> **WHAT IS BEING ASKED**
Continue the excerpt below on automated registration for image-guided radiotherapy, picking up after its final sentence.

> **PAGE EXTRACT**
::::::::

The mean values of expert-approved and calculated correction vectors for all patients and fractions are summarized in Table 1. Alongside, values for the corresponding Pearson’s correlation coefficient in comparison to the expert-approved corrections and the mean values of the absolute differences of all correction vectors per fraction Fi, Δ_BONY-RT ^Fi, are presented. It should be noted, that even the smallest Pearson’s correlation coefficient in Table 1 at the sample number N = 757 is significant at the level of 0.01 (p-value = 0.00001). The critical value for the Pearson’s correlation coefficient at the same condition is <0.1. Expert-approved correction vectors, T_RT, are distributed with one standard deviation of 3 mm in each direction. Correction vectors resulting from the bony match, T_BONY, show a comparable distribution range, but only a low in-plane correlation with the expert-approved correction shifts. Correction vectors resulting from a registration with a small clipping box around the tPTV result in higher Pearson’s correlation coefficients in right-left (rl) and anterior-posterior (ap) direction compared to the bony match. However, the cranio-caudal component is reduced. The large registration box, T_pPTV, leads to the strongest in-plane agreement with the expert-derived correction vectors and with the second highest z-correspondence. Table 1 also displays the results of a newly constructed registration approach, T_KNOWLEDGE.

Table 1 IGRT correction vectors accepted by experts and proposed by competing automated registration methods

Full size table

Evaluation of trade-offs in alignment quality

Figure 1 shows the number of CBCTs separated according to the percentage of VOIs improving due to the correction of the expert. The interval dependency of the data reflects the deformability versus rigidity of the anatomy: It strongly indicates that most image content has changed rigidly if the alignment of 90-100% of delineated VOIs could be improved by the manual correction. In contrast, the improvement of the alignment of only several VOIs (e.g. 10–20% per patient) reflects stronger deformations in these fraction scans. The bars, colored light grey, show the fractions with expert-improvement T_RT in respect to the original laser-positioned anatomy T_LASER. In T_LASER rigid offsets are not corrected, so most VOIs in most fractions benefit from the expert corrections: The distribution of light grey bars is shifted towards the right hand side of the histogram. The dark grey colored histogram shows fractions experiencing an improvement in respect to bony-corrected anatomy. This histogram reflects the trade-off in the alignment in presence of remaining deformations. The median fraction number of all contributing fractions into each bar, displayed in the framed box above the corresponding bars, indicates no visible time trend in deformation extent along the treatment course. An expected time trend indicating more deformations in later fractions would lead to a higher median fraction number in the first 0–30% intervals compared to the last 70–100% intervals, which is not observed.

::::::::

> **DATA SUPPLIED**

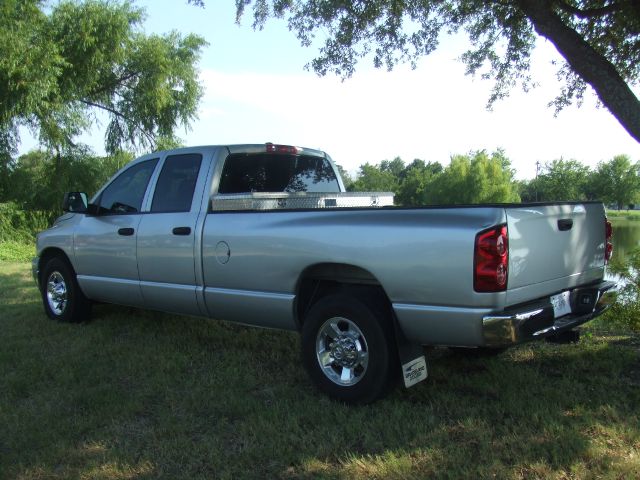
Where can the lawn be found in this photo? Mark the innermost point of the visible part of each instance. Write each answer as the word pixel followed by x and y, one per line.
pixel 136 394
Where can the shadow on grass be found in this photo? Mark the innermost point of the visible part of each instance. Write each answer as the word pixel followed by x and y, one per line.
pixel 138 394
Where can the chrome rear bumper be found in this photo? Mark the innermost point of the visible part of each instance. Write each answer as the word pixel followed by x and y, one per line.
pixel 536 320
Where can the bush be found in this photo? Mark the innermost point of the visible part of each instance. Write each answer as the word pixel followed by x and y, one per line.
pixel 626 311
pixel 21 226
pixel 11 251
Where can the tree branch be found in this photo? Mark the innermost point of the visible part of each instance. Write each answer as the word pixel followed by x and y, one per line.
pixel 589 64
pixel 113 85
pixel 149 135
pixel 589 12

::::::::

> **ANSWER TO THE PROBLEM**
Improvement or decline of alignment quality separated according to all present VOIs is displayed in Fig. 2. Here, the improvement of the expert corrections T_RT in respect to T_BONY is presented to focus on the remaining deformations. The number of fractions with improved or declined VOI-similarity between the CBCT and the planning-CT is coded in green and red bars, respectively. The color intensity codes the extent of the improvement or degradation of the corresponding similarity measures, indicating only moderate changes in most of the fractions for all VOIs. The single zigzag-appearing line, representing this fraction (Fig. 2), reflects the trade-off for one exemplary fraction between the alignments of several structures. Most pronounced improvement, indicated by darker colors, is found in the alignment of the spinal cord and both PTVs. The scans belonging to the patient and fraction indicated in the blue line are displayed alongside in Fig. 2. Green arrows vs. red arrows mark the improvement vs. decline of the local alignment quality. Of course it has to be kept in mind that the whole 3D volume contributes to the overall localized similarity value not easy to demonstrate on selected 2D views.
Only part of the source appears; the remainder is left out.